• **Provided text**

23 October 2020

Review: Rebel Without A Clause by Sue Butler

Rebel Without A Clause by Sue Butler book cover
* Copy courtesy of Pan Macmillan Australia *

Sue Butler is a lexicographer and some of you might remember my review of The Aitch Factor - Adventures in Australian English back in 2015. Much has changed since then. Sue Butler was made an Officer of the Order of Australia in 2018 and is better able to share her views on the English language now that she's no longer constrained by her position as Editor of the Macquarie Dictionary. The astute among you will also notice a name change from Susan to Sue.

Butler's observations are as keen as ever and early on in her new - and cleverly titled - book Rebel Without A Clause, she shares her hopes with the reader as follows:
"...however, I would hope that my swings from tolerant to outraged are measured and balanced. Otherwise I will have become that creature of strident language purity, the pedant." Page 4
Trust me, Sue Butler is in no danger of becoming a pedant, and in fact is far more tolerant than I am about many of the topics she explores.

There are a tonne of words and phrases that make me cringe and shiver, but I was surprised to read that Sue Butler is no longer bothered by the word 'agreeance'. Just typing it and seeing the red squigly line shouting 'this word is wrong' makes me clench my teeth. According to Butler, an agreement is a piece of paper whilst being in agreeance and reaching agreeance is a state of mind. Tell you what though, I'll never be in agreeance that this is a word. We should stick to agreement having two meanings, just as declaration does.

Object point labels:
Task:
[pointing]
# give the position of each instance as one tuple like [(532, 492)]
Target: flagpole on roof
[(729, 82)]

• **Short problem 1**
Render this sentence from the review of Rebel Without A Clause into French: "Sue Butler was made an Officer of the Order of Australia in 2018 and is better able to share her views on the English language now that she's no longer constrained by her position as Editor of the Macquarie Dictionary."
• **Short problem 2**
Answer these from the review of Rebel Without A Clause:
(a) In what year did the reviewer review The Aitch Factor - Adventures in Australian English?
(b) Which word does Butler say no longer bothers her?
(c) According to Butler, what is an agreement?
• **Short problem 3**
Continue the review of Rebel Without A Clause from its last sentence, in the same voice.
The items were gathered from a separate source and are not connected to the review of Rebel Without A Clause.

• **Task response 1**
Sue Butler a été nommée Officier de l'Ordre d'Australie en 2018 et est plus à même de partager ses opinions sur la langue anglaise maintenant qu'elle n'est plus limitée par son poste de rédactrice en chef du Macquarie Dictionary.

• **Task response 2**
(a) 2015
(b) 'Agreeance'
(c) A piece of paper

• **Task response 3**
Butler quickly moves on to the shift from saying 'bored with' to 'bored of', possibly because we say we're 'tired of' something. When I hear someone saying 'bored of' it really rankles and I have no idea why. Funny isn't it?

Rebel Without A Clause is full of tidbits like this you'll want to discuss with others, so I don't recommend reading this when everyone else is asleep. Do you pronounce bruschetta as bru-shet-ta or brus-ket-ta? See what I mean?

On page 138, I learned that the plural of cactus isn't cacti. Butler makes the point that the word cactus was borrowed by the Romans from Greek, so the plural should really be cactapodes. But I can't see anyone changing, can you?

I loved the chapter on Inventing New Words, (like babelicious) and a new word I was thrilled to learn about was xenofiction.
"Xenofiction adds the prefix xeno- meaning 'foreign' to fiction to create a new genre of science fiction in which the alien or mystical beast is telling the story from their point of view." Page 145
How cool is that? I must keep an eye out for this word in the wild.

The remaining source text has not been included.